[Entries supplied — start]

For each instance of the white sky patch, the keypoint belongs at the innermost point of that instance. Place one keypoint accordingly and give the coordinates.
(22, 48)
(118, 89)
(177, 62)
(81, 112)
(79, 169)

[Entries supplied — finish]

● Exercise aim: Transcribe the data exactly.

● Solution to this task:
For each instance of the white sky patch, the keypoint belongs at the innermost point of that instance. Place one keypoint accordingly and give the coordinates.
(22, 48)
(118, 89)
(177, 62)
(81, 112)
(79, 169)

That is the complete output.